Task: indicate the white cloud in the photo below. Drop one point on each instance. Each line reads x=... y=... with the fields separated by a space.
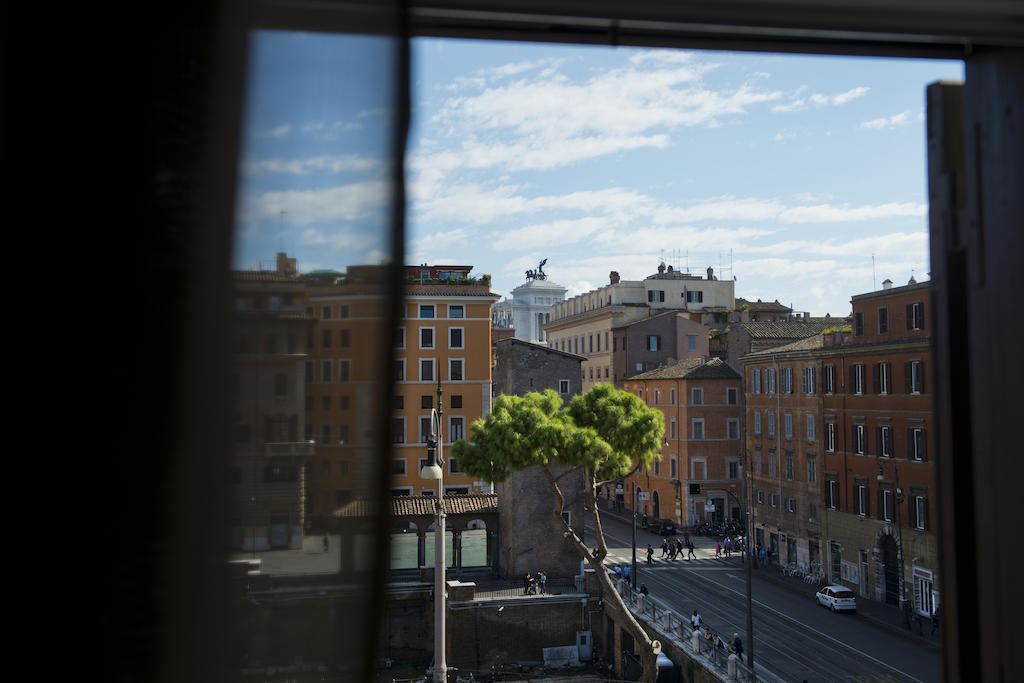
x=844 y=97
x=895 y=121
x=329 y=131
x=302 y=207
x=342 y=241
x=826 y=213
x=821 y=100
x=550 y=120
x=337 y=164
x=279 y=133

====

### Exercise goal
Can you render the records above as a two-column CSV with the headers instruction and reply, one row per record, putting each record's text and its answer in its own quoted field with line breaks turned into spaces? Leave the pictures out.

### Exercise response
instruction,reply
"Task: indicate the white cloud in the photo below. Drop one point on each instance. Each line reads x=... y=... with the fields separated by a space.","x=844 y=97 x=895 y=121 x=329 y=131 x=302 y=207 x=342 y=241 x=826 y=213 x=821 y=100 x=550 y=120 x=337 y=164 x=279 y=133"